■ Assignment ■
What is needed is an exact reproduction of the listing, without its pictures.

[[ Exercise inputs open ]]

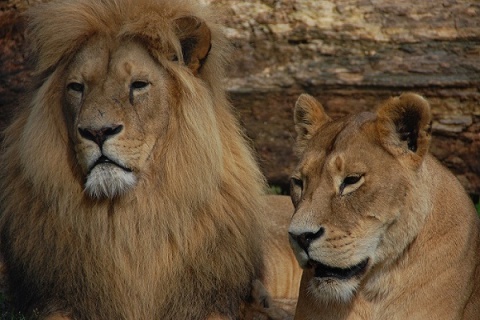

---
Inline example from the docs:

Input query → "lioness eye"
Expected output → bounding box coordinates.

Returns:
[291,177,303,189]
[130,80,149,90]
[290,177,304,207]
[339,174,364,196]
[67,82,84,93]
[343,175,362,186]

[[ Exercise inputs closed ]]

■ Task output ■
---
Inline example from the docs:

Input query → "lioness eye"
Expected output → bounding box coordinates.

Returns:
[291,177,303,189]
[130,80,149,90]
[290,177,304,207]
[339,174,364,196]
[67,82,84,93]
[343,175,362,186]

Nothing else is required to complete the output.